§ Data to process:
+-------+

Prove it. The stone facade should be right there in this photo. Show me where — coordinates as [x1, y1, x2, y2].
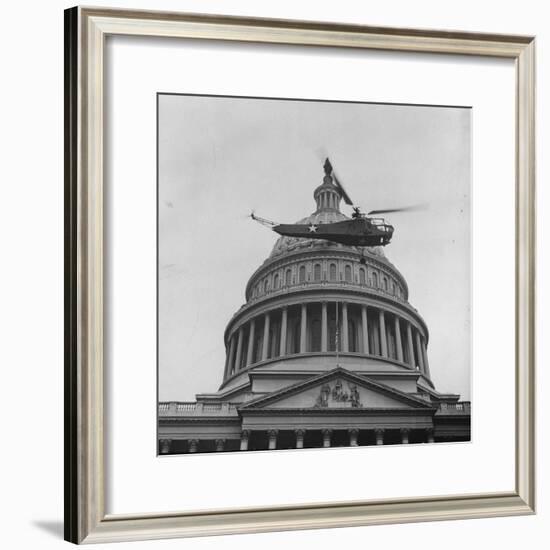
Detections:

+-------+

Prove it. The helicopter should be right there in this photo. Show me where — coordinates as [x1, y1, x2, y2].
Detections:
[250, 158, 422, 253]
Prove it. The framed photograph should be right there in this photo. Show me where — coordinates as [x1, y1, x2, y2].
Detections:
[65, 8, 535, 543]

+-------+

§ Stated exercise:
Copy the entries above word for word, starting at the line that contains "Prove it. The helicopter" and stopping after the line that contains "[65, 8, 535, 543]", including both of those lines.

§ Solution to this task:
Prove it. The helicopter should be right there in this photo. Show me where — coordinates as [x1, y1, x2, y2].
Detections:
[250, 158, 422, 253]
Prove it. The framed photograph should be right there in this photo. Show me where — coordinates as [x1, y1, x2, y2].
Detections:
[65, 8, 535, 543]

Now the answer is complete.